>>

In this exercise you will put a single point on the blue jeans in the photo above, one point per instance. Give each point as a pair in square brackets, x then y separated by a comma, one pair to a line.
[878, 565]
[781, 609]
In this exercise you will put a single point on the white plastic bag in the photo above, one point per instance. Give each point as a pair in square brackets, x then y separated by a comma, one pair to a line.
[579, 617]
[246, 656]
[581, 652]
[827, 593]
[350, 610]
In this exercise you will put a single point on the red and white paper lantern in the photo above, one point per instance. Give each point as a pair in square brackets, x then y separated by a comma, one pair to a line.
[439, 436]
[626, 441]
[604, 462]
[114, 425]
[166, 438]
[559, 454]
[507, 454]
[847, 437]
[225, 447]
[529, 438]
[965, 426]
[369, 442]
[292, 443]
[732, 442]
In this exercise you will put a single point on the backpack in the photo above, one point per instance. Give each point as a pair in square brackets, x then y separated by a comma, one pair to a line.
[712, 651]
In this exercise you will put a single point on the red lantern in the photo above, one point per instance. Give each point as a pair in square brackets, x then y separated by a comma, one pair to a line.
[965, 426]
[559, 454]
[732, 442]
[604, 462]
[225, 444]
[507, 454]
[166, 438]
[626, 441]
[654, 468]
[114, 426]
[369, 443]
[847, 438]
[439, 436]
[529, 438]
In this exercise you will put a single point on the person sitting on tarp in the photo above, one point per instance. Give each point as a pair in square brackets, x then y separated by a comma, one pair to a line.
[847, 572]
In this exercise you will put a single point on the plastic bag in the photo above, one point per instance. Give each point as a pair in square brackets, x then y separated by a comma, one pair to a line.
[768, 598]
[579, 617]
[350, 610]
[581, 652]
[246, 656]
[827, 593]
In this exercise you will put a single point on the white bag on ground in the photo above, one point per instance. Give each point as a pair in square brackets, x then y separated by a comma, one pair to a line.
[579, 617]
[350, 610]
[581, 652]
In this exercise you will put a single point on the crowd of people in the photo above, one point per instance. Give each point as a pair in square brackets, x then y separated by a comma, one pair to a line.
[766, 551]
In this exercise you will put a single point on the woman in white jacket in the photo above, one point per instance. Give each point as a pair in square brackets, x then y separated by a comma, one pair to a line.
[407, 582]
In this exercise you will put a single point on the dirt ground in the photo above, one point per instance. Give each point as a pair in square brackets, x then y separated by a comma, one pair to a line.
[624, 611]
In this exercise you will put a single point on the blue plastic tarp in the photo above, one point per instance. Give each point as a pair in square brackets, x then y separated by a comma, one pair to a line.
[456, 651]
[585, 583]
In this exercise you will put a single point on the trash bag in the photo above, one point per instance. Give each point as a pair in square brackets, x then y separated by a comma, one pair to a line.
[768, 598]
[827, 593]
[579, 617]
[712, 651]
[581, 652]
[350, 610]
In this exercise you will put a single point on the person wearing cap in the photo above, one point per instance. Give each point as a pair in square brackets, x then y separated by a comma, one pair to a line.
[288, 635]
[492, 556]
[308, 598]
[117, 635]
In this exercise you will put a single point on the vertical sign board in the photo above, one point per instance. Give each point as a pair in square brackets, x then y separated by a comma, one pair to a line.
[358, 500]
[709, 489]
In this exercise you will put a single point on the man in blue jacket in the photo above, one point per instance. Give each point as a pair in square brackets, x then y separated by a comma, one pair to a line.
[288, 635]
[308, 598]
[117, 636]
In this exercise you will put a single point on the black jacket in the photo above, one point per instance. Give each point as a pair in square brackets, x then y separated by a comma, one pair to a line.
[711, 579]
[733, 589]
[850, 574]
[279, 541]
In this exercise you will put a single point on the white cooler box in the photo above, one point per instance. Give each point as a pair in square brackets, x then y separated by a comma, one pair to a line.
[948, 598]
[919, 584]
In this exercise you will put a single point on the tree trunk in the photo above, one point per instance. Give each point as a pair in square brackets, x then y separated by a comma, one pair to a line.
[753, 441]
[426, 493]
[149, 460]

<<

Rewrite every one of the records above, changing "one pair to a line" to "one pair per line" wherever it occurs and leaving everything else as it is.

#### TASK RESPONSE:
In this exercise you will put a single point on the blue jeans in the photo above, one point per instance. Give each point as a pair in square brackets, x then y separated by a comma, one pair per line.
[878, 565]
[781, 609]
In this exercise you will put a single point on the white plastic bag in the photo above, one point per instance. Give each point as a pair in square brackets, x then y separated by a comma, one pair per line.
[579, 617]
[246, 656]
[581, 652]
[827, 593]
[350, 610]
In this exercise you will put a single point on the red and white paper lantern in the photo above, one point per instance. Give each point as a pair in square brackets, x then y separated by a comma, one pair per line.
[439, 436]
[626, 441]
[604, 462]
[114, 425]
[166, 438]
[559, 454]
[507, 454]
[847, 437]
[225, 447]
[529, 438]
[965, 426]
[369, 442]
[292, 443]
[732, 442]
In this exercise you will put a single point on the backpack in the photo above, one point per instance. Give each point as a pair in square brackets, x then y separated by a comma, one pair per line.
[712, 651]
In this exercise you will put a single point on the red lantern in the photo above, one point per instance. Give each point as a pair in square brackets, x then y separated by a comma, one pair per line.
[965, 426]
[559, 454]
[732, 442]
[604, 462]
[225, 444]
[507, 454]
[166, 438]
[626, 441]
[654, 468]
[114, 426]
[369, 443]
[847, 438]
[439, 436]
[529, 438]
In this exercise you will put a single point on the person sitting on tarp in the photo above, one point per instance. Give each point as a pair in square brackets, x then y separated by a comma, one pair per line.
[847, 572]
In this exercise you will put a single point on the plastic bag in the photo above, one point per instance. Give each point as a pair in square brackets, x then y separated by a comma, one pair per line.
[768, 598]
[579, 617]
[350, 610]
[581, 652]
[246, 656]
[827, 593]
In this exercise you will put a single point on the white bag on ground in the photo above, one point per instance. Give each point as a pair in square brackets, x then y separated by a comma, one pair per line.
[579, 617]
[350, 610]
[581, 652]
In this exercise you will put a single point on the crowd of people in the photo above, one point per instance. Give each point as a pair in square brackets, x then y separated by a comma, one pair per line.
[766, 551]
In this exercise you will put a single point on the woman in white jacket in the photo above, one point per instance. Give each point as a pair in square brackets, x then y separated by a comma, one pair per line.
[407, 582]
In this exercise you will put a single point on the dirt ground in the photo above, one point per instance. Give each point as a pair in square brackets, x then y separated by a comma, one pair per line.
[624, 611]
In this exercise you will put a single point on the blue plastic tarp in the photo above, one point per instance. Give each point as a pair in square brackets, x then y separated by a comma, one pair per line.
[456, 651]
[585, 583]
In this exercise you will put a single point on the trash bag in the photo above, one point per instance. Give each point as a pair in square brackets, x then y separated by a comma, one pair per line.
[768, 598]
[827, 593]
[579, 617]
[712, 651]
[581, 652]
[350, 610]
In this exercise you will put a single point on the person wearing cap in the photo above, one point per instance. Give each point as a pair in square brackets, x then y separated by a comma, one pair per line.
[288, 635]
[492, 556]
[308, 598]
[117, 635]
In this exercise you will put a single point on the vertical sign board in the photo above, one point per instance. Give each point as a pair in square brackets, x then y separated by a comma, one pair per line.
[358, 500]
[709, 489]
In this exercise you will put a single point on the man in blue jacket in the photo above, one point per instance. Give each point as a pair in square brackets, x then y separated by a comma, one pair per line.
[288, 635]
[308, 598]
[117, 636]
In this exercise you will put a single point on the black jacket in the photo above, one point per instance. Give each point as a pair in square brackets, x then y separated by a comma, one pair per line.
[711, 579]
[733, 589]
[850, 574]
[279, 541]
In this exercise you will put a single point on the white cooler box in the photo above, one point per instance. Give each point as a pair in square brackets, x then y separated by a comma, one pair per line.
[948, 598]
[919, 584]
In this exercise you will put a single point on the tree trunk in the photo above, one point per instance. Give each point as a pair in square brackets, x then y separated by a comma, one pair per line.
[753, 441]
[426, 493]
[149, 460]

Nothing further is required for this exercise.